Work to do: Reproduce the listing below word for word, omitting the pictures.

________________________________________

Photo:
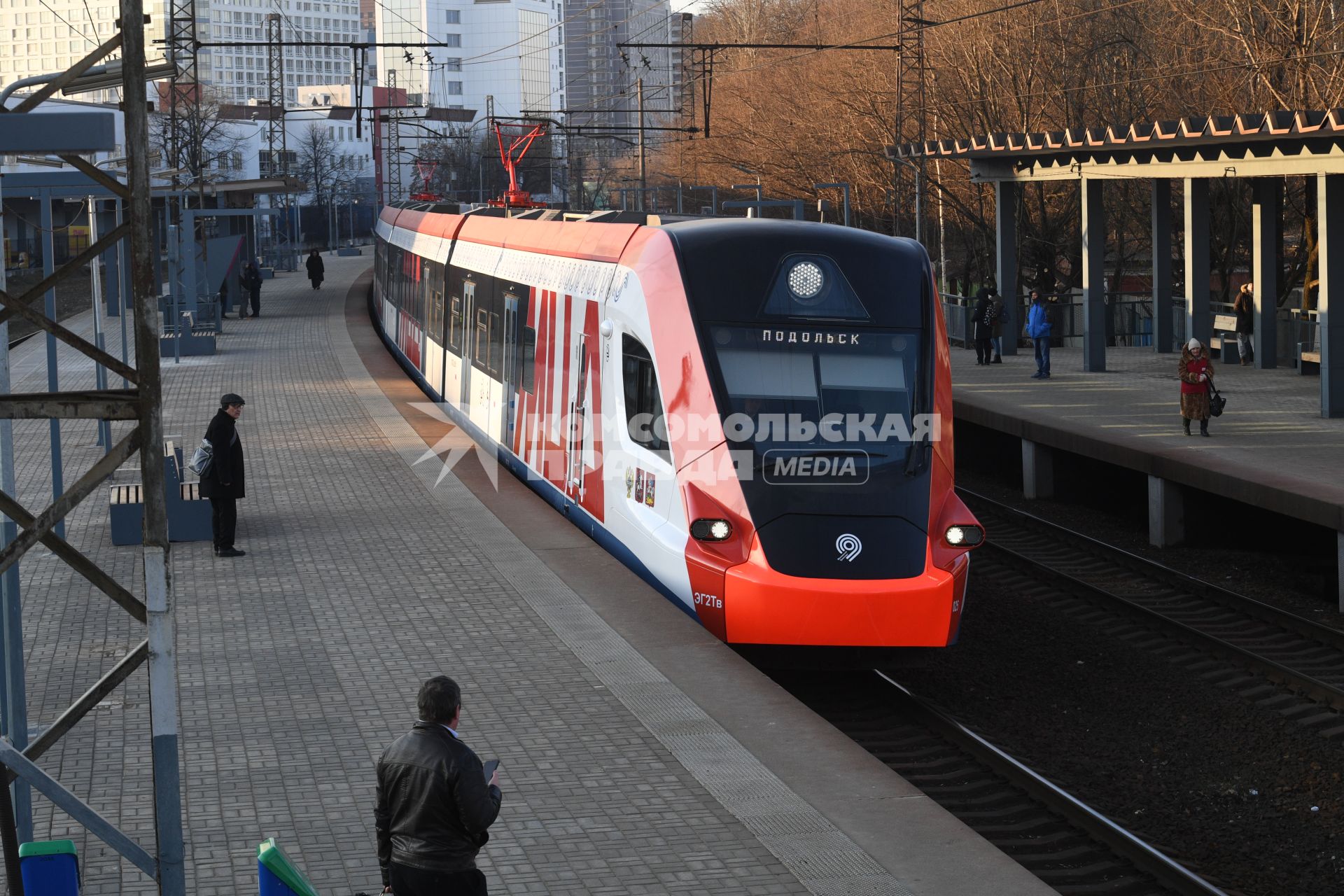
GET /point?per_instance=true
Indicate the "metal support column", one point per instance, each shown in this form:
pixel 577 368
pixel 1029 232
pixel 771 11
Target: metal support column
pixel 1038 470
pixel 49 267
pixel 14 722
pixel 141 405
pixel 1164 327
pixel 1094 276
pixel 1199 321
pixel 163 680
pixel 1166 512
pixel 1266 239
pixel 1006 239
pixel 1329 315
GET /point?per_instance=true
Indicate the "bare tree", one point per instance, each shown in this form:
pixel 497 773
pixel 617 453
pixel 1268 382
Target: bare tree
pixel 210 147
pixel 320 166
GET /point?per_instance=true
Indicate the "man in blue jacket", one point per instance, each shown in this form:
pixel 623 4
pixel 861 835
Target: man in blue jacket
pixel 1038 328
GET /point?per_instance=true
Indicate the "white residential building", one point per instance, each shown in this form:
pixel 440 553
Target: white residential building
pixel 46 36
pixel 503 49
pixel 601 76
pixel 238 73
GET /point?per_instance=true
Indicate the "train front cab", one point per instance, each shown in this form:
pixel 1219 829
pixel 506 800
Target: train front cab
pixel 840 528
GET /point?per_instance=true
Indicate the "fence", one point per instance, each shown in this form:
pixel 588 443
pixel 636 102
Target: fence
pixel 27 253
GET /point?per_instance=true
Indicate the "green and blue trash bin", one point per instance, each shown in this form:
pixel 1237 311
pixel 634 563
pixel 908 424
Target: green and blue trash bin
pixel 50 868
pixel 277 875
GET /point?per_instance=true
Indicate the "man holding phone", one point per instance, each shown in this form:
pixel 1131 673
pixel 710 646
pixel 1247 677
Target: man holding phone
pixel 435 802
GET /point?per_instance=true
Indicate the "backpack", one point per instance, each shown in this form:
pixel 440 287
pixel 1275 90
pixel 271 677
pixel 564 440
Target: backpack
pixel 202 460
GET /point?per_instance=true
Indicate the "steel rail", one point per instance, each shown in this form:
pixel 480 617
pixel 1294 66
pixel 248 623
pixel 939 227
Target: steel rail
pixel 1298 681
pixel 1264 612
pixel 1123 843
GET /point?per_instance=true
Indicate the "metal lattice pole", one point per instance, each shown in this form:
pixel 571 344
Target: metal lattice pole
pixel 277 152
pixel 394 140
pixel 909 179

________________________________________

Response to the exercise:
Photo:
GET /point?per_instance=true
Indicate the "metal support column", one point per instance, each shown in this form:
pixel 577 368
pixel 1029 232
pixel 771 11
Target: metal support column
pixel 1038 470
pixel 49 267
pixel 14 722
pixel 141 405
pixel 1164 327
pixel 1094 276
pixel 1199 321
pixel 163 680
pixel 1166 512
pixel 1266 239
pixel 1006 239
pixel 1329 315
GET /point?per_instance=true
Indicate the "bare tree", one point per instance, each shown in this form:
pixel 497 773
pixel 617 453
pixel 1268 382
Target: bare tree
pixel 210 147
pixel 320 166
GET /point?per_instance=true
Indicate the "man in blue jacket", one point per instance, each shown in this form:
pixel 623 4
pixel 861 835
Target: man in blue jacket
pixel 1038 328
GET /point?per_instance=true
Indicate the "white residential building", one point per instance, each shown in this form:
pixel 440 553
Target: white residential building
pixel 46 36
pixel 503 49
pixel 601 76
pixel 238 73
GET /point?per_instance=true
Indicate the "train front cab", one point per instance, each shown in this form:
pixel 1219 829
pixel 506 800
Target: train front cab
pixel 840 528
GET /point?per_instance=true
Indicate the "fence", one point per instance, each shown in this form:
pixel 588 443
pixel 636 102
Target: fence
pixel 27 253
GET /point?per_instance=true
Indicate the "green and blue trash bin", one point per instance, each shown in this form:
pixel 1237 311
pixel 634 563
pixel 908 424
Target: green and blue trash bin
pixel 50 868
pixel 277 875
GET /point?per_instance=true
Indicate the "man holding phone", one point per instance, each shown in this form:
pixel 1131 673
pixel 710 646
pixel 1247 677
Target: man holding phone
pixel 435 802
GET /point?per_instance=true
Indicate the "backpack", one point per instance, each shown in this form:
pixel 440 287
pixel 1275 90
pixel 271 677
pixel 564 440
Target: backpack
pixel 202 460
GET /point?per_instance=true
Indicate the "steel rail", one point per instance, each shown in this form:
pixel 480 617
pixel 1294 66
pixel 248 623
pixel 939 227
Target: steel rail
pixel 1298 681
pixel 1264 612
pixel 1123 843
GET /point?per_instance=true
Indicate the "metal lattice pole", one point per instance, each shown in this form:
pixel 571 344
Target: metal lattice pole
pixel 277 152
pixel 394 140
pixel 909 179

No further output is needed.